GIVEN PROBLEM: Return the following lines unchanged, character for character.

[Dataset rows showing where objects appear]
# # # # # # #

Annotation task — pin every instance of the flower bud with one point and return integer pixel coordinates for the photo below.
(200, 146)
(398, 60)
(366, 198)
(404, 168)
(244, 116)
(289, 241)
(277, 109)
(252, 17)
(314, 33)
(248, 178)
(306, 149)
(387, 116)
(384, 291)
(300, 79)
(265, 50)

# # # # # # #

ANSWER TO THE EXERCISE:
Annotation task — pin every instance of the flower bud with one point and return integer pixel coordinates for the photo below.
(200, 146)
(398, 60)
(366, 198)
(404, 168)
(244, 116)
(289, 241)
(277, 109)
(252, 17)
(314, 33)
(248, 178)
(306, 149)
(387, 116)
(384, 291)
(300, 79)
(265, 50)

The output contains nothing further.